## PROBLEM REQUIREMENTS
The entries below should be output exactly as written.

Segment Start: SOURCE DATA

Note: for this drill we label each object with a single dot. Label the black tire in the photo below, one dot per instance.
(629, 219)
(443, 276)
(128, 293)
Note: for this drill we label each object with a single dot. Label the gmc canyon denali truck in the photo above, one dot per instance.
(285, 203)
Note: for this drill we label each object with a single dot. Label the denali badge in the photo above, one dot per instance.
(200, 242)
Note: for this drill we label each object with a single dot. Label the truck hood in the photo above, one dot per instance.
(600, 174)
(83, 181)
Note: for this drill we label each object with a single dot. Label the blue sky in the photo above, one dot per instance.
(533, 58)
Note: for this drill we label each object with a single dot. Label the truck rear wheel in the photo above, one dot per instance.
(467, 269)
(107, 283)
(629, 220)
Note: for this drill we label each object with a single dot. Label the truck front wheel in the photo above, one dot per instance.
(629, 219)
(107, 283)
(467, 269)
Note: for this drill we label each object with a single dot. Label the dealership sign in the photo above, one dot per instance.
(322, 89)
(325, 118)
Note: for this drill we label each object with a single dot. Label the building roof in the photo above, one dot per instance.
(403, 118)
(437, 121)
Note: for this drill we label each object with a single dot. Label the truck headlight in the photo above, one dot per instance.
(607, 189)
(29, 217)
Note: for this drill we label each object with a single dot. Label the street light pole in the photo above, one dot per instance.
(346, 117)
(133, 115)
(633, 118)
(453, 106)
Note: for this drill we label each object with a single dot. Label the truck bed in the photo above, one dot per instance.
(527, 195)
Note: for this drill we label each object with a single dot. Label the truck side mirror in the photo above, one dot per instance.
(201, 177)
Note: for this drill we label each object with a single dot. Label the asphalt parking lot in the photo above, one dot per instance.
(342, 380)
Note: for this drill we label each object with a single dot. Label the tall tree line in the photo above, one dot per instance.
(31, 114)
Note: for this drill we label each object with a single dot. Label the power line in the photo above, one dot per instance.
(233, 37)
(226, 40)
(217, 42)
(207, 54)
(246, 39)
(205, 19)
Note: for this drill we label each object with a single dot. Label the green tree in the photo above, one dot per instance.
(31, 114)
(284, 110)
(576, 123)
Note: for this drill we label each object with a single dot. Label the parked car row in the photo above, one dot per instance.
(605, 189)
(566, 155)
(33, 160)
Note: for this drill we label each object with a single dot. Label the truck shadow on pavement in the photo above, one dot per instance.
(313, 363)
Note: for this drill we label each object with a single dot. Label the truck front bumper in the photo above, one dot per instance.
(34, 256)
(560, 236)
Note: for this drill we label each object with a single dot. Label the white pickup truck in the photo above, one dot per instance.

Segment End: SOURCE DATA

## TASK RESULT
Note: for this drill we label each object with a single dot. Label the black tire in the photo below, one dot per instance.
(629, 219)
(443, 276)
(128, 293)
Note: for this drill we label each object with a single dot. Label the gmc canyon denali truck in the photo above, one dot per instance.
(285, 203)
Note: for this drill we label each object with a single dot. Label the denali badge in the photo above, one dot per instance.
(200, 242)
Note: for this drill we label each object with a single dot. Label the truck hood in the photo above, one dot per instance.
(600, 174)
(83, 181)
Note: for this drill we label each object with a single dot. Label the blue sky in the photo above, one dot per instance.
(533, 58)
Note: for this drill we label each object with a single dot. Label the truck rear wheel in the photo above, one dot per instance.
(467, 269)
(107, 283)
(629, 220)
Note: for this drill we label each object with a single dot. Label the truck front wheel in the photo above, one dot per instance.
(629, 219)
(107, 283)
(467, 269)
Note: for this drill we label each object with a single dot. Label the dealership sign in the photo above, one dot per instance.
(322, 89)
(325, 118)
Note: for this drill we label each object with a single dot. Label the building roof in the photo above, one dot per instance.
(403, 118)
(437, 121)
Note: for this drill we label each object with a single dot. Label the truck headlight in the photo above, one dot per instance.
(607, 189)
(29, 217)
Note: for this drill we label each object with a single dot. Label the street light pole in the photo above, one dot per instance.
(346, 117)
(133, 115)
(633, 118)
(453, 106)
Note: for this drill we label each object with a single dot. Label the truck bed in the photo above, one dot per instance.
(527, 195)
Note: for this drill we label each object with a single dot. Label the truck side mirror in the photo above, one dot per instance.
(201, 177)
Note: for this drill we label each object with a single dot. Label the asphalt parking lot in the photo above, one dot per instance.
(342, 380)
Note: for this drill we label each object with a single dot. Label the tall tree line in the photo above, one dot per instance.
(31, 114)
Note: for this drill we label each object with a single dot. Label the power line in the photo above, one dot per instance.
(233, 37)
(226, 40)
(217, 42)
(207, 54)
(246, 39)
(205, 19)
Note: for this drill we label each object with a single dot. Label the green tree in the photo above, one dot per instance.
(31, 114)
(284, 110)
(576, 123)
Note: for this drill we label each object with a single dot. Label the parked car row in the photo above, one dot per instance.
(605, 189)
(566, 155)
(33, 160)
Note: for this drill we label each object with a single dot. Label the truck shadow on pavement in the photo above, one dot per instance.
(313, 363)
Note: for this drill we label each object with a single dot. Label the truck front bumper in the photo above, one dot per instance.
(34, 256)
(560, 236)
Note: for this drill we label each object with a single dot. Label the white pickup truck in the photo above, one dot per instance.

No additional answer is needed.